YOUR INSTRUCTIONS
Give the data again exactly as it is written.

Saved data entries
*** Begin section ***

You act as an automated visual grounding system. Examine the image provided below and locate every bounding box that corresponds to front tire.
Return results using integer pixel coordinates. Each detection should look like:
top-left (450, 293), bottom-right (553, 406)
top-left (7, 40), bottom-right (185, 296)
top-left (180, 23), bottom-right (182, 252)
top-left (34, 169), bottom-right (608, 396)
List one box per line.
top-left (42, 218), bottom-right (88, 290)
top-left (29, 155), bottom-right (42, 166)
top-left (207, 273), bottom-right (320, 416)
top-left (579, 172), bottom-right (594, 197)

*** End section ***

YOUR RESPONSE
You act as an automated visual grounding system. Examine the image provided below and locate every bounding box that corresponds to front tire.
Return results using integer pixel coordinates. Each detection should look like:
top-left (450, 293), bottom-right (553, 406)
top-left (7, 40), bottom-right (185, 296)
top-left (180, 23), bottom-right (182, 252)
top-left (34, 169), bottom-right (608, 396)
List one box per line.
top-left (42, 218), bottom-right (88, 290)
top-left (29, 155), bottom-right (42, 166)
top-left (207, 273), bottom-right (320, 416)
top-left (579, 172), bottom-right (594, 197)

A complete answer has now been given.